→ EXCERPT TO READ:
-- Opening Marker --

Yesterday is gone.
Here is some news. Sweetie no longer wears her glasses. That is also a step in her progression of this disease. She can't read, and what she sees is a mystery to me. I know she see, how well, that is the question. She still looks at the sky, see the contrails from the jets. Points out objects around us, watches TV, and all of that, so why do I worry?
It just seems like just yesterday, I was forever trying to get her to take off her glasses when she would get into bed, worried that she would bend or break them. Now, she doesn't even put them on, or let alone remember that she has to wear them.
Over the years, the things that she doesn't do, or wear would fill a library. It seems simple, and to a non watcher, the changes were not obvious. It was makeup, then her watch, ear rings. Remember the bouts about her wearing a bra? The episodes of sport bras, and then finding it easier to just go braless. From panties with liners, to pullups, from jeans to sweats, from shoes that have ties, to slip on. As we strip down to the necessities of life, it just makes it easier.
She still wears a "wedding ring" for how long, is anyone's guess. I'm hoping that it will stay with her forever. Like it is the only things that binds us together. It isn't, and I know that, it is just something I cling to.

-- Closing Marker --

→ DATASET ENTRIES:
-- Opening Marker --

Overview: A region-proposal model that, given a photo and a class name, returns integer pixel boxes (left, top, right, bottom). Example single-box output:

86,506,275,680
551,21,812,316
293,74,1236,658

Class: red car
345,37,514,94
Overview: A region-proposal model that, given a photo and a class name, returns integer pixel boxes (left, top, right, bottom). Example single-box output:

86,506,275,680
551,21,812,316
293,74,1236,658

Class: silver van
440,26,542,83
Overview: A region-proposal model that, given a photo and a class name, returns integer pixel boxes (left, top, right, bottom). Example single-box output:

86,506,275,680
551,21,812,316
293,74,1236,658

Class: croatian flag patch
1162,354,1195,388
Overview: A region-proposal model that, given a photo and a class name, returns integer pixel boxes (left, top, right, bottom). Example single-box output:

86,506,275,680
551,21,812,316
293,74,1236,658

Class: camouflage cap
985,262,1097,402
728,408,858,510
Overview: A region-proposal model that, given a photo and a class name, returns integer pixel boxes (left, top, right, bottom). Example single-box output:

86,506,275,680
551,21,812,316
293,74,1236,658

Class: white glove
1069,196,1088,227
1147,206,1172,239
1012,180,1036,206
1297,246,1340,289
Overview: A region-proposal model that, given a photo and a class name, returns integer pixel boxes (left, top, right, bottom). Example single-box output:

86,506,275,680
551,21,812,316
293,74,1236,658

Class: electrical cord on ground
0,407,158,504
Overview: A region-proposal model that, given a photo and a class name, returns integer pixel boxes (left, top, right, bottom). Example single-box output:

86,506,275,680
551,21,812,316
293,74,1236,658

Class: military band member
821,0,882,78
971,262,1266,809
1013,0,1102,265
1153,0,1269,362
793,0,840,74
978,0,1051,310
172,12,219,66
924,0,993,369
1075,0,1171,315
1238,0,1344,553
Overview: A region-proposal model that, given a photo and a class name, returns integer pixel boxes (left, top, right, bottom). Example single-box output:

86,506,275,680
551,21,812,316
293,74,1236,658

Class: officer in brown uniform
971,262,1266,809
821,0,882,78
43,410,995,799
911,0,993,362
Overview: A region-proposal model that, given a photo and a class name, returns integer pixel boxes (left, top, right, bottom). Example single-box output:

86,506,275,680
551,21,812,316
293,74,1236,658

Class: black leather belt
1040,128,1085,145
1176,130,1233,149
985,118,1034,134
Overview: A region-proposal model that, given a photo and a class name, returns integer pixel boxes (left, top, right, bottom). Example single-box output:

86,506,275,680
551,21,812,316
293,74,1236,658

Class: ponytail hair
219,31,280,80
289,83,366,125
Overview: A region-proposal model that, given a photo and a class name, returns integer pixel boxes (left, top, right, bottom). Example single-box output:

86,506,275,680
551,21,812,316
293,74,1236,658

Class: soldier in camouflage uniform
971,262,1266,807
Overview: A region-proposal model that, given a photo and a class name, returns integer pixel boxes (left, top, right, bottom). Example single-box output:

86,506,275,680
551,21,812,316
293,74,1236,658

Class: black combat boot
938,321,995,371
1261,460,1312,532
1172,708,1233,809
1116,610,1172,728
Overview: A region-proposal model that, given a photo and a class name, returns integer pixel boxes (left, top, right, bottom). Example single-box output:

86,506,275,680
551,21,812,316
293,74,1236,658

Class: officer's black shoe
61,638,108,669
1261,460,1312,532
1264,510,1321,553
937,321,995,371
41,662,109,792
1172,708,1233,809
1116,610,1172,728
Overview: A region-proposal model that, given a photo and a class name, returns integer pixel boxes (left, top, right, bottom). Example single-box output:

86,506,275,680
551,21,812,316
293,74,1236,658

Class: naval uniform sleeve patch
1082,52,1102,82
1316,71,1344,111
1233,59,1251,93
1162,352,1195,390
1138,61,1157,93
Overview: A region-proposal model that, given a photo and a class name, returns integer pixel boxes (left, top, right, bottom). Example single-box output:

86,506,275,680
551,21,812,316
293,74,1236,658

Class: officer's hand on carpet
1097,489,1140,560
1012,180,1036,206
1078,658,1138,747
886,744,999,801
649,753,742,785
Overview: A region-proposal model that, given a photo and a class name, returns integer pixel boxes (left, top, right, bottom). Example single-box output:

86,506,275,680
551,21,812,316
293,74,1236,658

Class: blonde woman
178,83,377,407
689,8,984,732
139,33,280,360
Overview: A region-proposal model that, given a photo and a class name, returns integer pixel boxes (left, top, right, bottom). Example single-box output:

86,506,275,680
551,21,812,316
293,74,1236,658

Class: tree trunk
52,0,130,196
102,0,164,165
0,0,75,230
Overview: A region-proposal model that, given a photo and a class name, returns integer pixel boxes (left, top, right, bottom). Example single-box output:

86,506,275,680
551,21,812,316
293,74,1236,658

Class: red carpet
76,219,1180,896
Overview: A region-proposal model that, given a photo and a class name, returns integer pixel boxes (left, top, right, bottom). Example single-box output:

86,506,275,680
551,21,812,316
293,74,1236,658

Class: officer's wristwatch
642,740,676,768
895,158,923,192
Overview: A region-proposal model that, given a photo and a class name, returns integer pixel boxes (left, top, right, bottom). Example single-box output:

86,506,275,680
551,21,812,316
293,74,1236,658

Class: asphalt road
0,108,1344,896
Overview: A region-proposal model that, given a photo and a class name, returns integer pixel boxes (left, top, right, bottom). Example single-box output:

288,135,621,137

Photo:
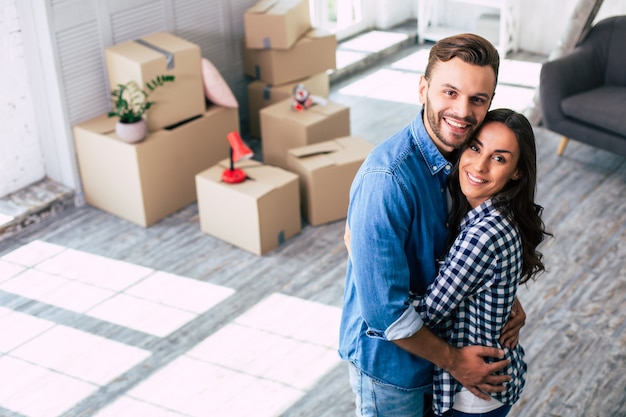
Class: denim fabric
339,113,452,388
350,364,433,417
444,405,511,417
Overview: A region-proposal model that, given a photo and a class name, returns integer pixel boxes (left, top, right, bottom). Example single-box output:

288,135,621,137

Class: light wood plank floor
0,39,626,417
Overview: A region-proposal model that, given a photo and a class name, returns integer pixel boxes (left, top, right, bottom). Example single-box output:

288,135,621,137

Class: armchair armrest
539,47,604,127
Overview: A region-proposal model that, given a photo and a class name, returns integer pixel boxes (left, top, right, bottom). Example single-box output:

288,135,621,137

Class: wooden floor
0,39,626,417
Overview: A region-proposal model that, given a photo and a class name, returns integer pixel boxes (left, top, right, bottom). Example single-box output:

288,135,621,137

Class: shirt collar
460,199,497,229
411,110,452,175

-- Closing Marker --

→ WORK ORDER 1: According to the post about Sweetie, what does she still see in the sky?
→ WORK ORDER 2: Copy the stretch of the post about Sweetie from "It just seems" through "to wear them.", keeping every word as it appears.
→ WORK ORDER 3: Write the next part of the post about Sweetie, picking up after its final sentence.
The lines above have nothing to do with this.

→ TASK ANSWER 1: The contrails from the jets.

→ TASK ANSWER 2:
It just seems like just yesterday, I was forever trying to get her to take off her glasses when she would get into bed, worried that she would bend or break them. Now, she doesn't even put them on, or let alone remember that she has to wear them.

→ TASK ANSWER 3:
I've been giving Sweetie milk of magnesium to help her. Well, if finally worked. When I went to get her up, she was a terrible mess. Her, her cloths, and the bed. The only real answer was a shower. So, strip her down, and into the shower we went. After getting her rinsed off, and shampooed, I was washing her, when she went limp on me. Able to get her out, somewhat dried, pullups on, I put her back to bed. I don't know if it was a mini stroke, or just weak from not eating, still I worry, but I don't panic like when she did it for the first time. Funny isn't it, how quickly we adjust, it is now just a part of life with Sweetie.
After she recovered, we had some breakfast, still not eating as she did just a week ago, and changing the bed, she went back to bed again. It seems to be her pattern now. Up for awhile, back to bed, up again, try to get her to eat, then back to bed, repeat.
Keeping up with the CBD and even though she isn't awake as much, it keeps her waking time more enjoyable, she is so much more agreeable when she is on the oil.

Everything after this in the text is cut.